- What is expected:
Continue the forum post on mistaking a life free of tragedy for mental health, picking up after its final sentence.

- Selected text:
--

I certainly don't mistake that for wellbeing. I hate ruts.
haha. I loved this. You and I should go into business together with a "ruts = bad livin" bumper sticker and of course...do a public school campaign as well. The *thorn* to this rose though...is that I fucked-up what I was saying. um where I said 'uneventful'... what I should have said was
'nothing especially tragic has happened to you recently...or possibly ever.'
In other words, whether an individual's life has become routine or each day is entirely different from the one before...that doesn't really matter (wtf Starry? geez.) People mistake 'nothing massively shitty happening' for 'I am
solid. I'm mentally healthy.' When you and I both know...they just haven't been tested.
^^I think a lot of things go wrong when people do this. Here though, I was trying to explain why it is so many "healthy" people give me that scary, hollow feeling (and as far as I'm concerned should be restricted by law from making self-help videos that I might accidentally check out from the library)...while so many people in pain and despair and hardship...seem quite solid.
Oh and that about having a bad relationship with the husband, that does make some sense though, money isn't going to fix that sort of issue.
^^I think this is such a good point and not one that is lost to me... I disagree
but acknowledge the above is considered a very healthy way of looking at these kinds of things.
More people would/will agree with your statement above than what I will say and so I acknowledge that as well. And I'm multi-tasking here which is especially confusing. [MENTION=9486]gromit[/MENTION]
I had an ENFP supervisor that... one day had returned to our office after having been gone all morning visiting a friend of her's in the hospital that had terminal cancer. And she was a bit pale...she didn't say 'hi' or anything...she was just sorta sputtering all around kinda shaking and knocking shit over. So I was like 'wtf?' Basically, she was processing the embarrassment she felt over how many times she caught herself
genuinely complaining about stuff that just... didn't... seem... all that tragic... once verbalized to someone dying in the hospital.

--

- Collected material:

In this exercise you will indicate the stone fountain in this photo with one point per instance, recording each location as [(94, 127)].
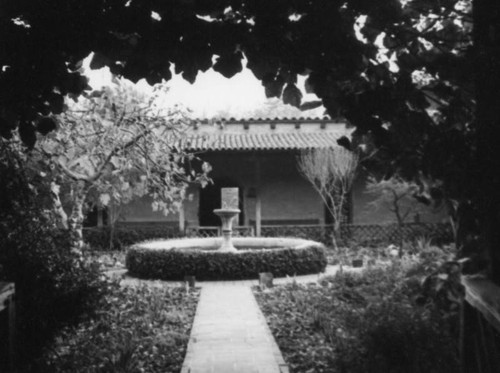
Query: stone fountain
[(208, 258), (228, 211)]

--

- Exercise output:
Now, my supervisor did blurt-out an apology for her behavior...to which her friend responded by mentioning this sort of Zen-like ideology...this notion that "we can't judge another person's suffering" <-And since this time I have poured thousands of hours into the consideration of this one precept. Ultimately concluding that that is absolute bullshit haha.
I mean, I think if you are dying in the hospital... listening to your friend discuss how she just can't recover from her last relationship that lasted 3 days...saying to yourself "we can't judge another person's suffering" is probably the smart thing to do. If, however, you have a difficult time seeing past your own narcissism...and one day find yourself complaining to a terminally ill person about men and work and 'just how hard you have it'...in my mind...
that would be a very good time for you to begin judging other people's sufferings.
Money can't solve this lady's problems. If she were to take a moment though to consider her situation... against say...the situations of the 18 homeless people living in dumpsters she passed on her way to her pedicure <-that might help. That's how her money can help ha.
Do you see disintegration about me?

1 or 5?

(7 vs 8)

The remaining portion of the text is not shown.